[Dataset rows on where objects appear]
((
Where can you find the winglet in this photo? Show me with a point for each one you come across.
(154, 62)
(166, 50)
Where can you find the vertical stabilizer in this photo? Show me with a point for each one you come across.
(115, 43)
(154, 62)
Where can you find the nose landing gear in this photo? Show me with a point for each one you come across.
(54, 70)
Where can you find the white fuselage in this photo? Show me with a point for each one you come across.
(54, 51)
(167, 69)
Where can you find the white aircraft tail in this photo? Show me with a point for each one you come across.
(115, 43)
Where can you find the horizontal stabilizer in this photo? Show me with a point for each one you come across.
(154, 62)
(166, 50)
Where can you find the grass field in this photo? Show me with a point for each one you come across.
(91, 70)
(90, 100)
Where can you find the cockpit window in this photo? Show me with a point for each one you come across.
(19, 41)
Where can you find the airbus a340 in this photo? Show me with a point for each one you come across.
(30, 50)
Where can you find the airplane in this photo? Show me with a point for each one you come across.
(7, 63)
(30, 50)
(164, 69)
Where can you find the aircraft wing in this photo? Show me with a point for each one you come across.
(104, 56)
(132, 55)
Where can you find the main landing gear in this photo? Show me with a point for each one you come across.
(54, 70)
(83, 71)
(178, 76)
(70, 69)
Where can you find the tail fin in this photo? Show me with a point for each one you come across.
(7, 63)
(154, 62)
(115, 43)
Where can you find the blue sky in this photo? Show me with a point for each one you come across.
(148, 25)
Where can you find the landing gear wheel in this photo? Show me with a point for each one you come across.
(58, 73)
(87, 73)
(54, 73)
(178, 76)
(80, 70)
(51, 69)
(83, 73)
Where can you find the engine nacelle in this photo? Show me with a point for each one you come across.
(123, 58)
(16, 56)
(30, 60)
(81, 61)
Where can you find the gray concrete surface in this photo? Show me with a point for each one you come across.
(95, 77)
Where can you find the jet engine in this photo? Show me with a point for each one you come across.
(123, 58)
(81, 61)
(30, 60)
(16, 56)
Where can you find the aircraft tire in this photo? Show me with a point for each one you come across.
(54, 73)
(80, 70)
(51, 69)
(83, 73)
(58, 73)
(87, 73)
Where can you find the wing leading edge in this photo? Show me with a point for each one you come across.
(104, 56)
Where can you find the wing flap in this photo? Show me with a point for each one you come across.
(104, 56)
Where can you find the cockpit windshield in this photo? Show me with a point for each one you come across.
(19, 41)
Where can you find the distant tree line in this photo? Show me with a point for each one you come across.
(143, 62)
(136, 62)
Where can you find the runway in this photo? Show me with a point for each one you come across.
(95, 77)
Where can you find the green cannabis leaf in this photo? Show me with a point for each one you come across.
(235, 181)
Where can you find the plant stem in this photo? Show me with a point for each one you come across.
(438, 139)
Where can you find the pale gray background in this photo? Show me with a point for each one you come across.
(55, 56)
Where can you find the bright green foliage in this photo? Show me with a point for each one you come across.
))
**EXERCISE OBJECTIVE:**
Word for word, quote the lines from the line containing "Where can you find the cockpit windshield" through the end of the material, both included, and nothing else.

**THE COMPLETED TASK:**
Where can you find the cockpit windshield in this photo? Show me with a point for each one you come across.
(19, 41)
Where can you find the distant tree line in this photo? Show me with a point for each one you come across.
(143, 62)
(136, 62)
Where can you find the runway in this photo? Show me with a point for each one you come across.
(95, 77)
Where can you find the green cannabis leaf in this photo? Show me with a point for each one you come across.
(235, 181)
Where can you find the plant stem in this photo? Show me with a point for each one you come across.
(438, 139)
Where can you find the pale gray background in this photo? Show me with a point for each one you come across.
(55, 56)
Where can you find the bright green foliage in this photo? Show me with a point for each one you come across.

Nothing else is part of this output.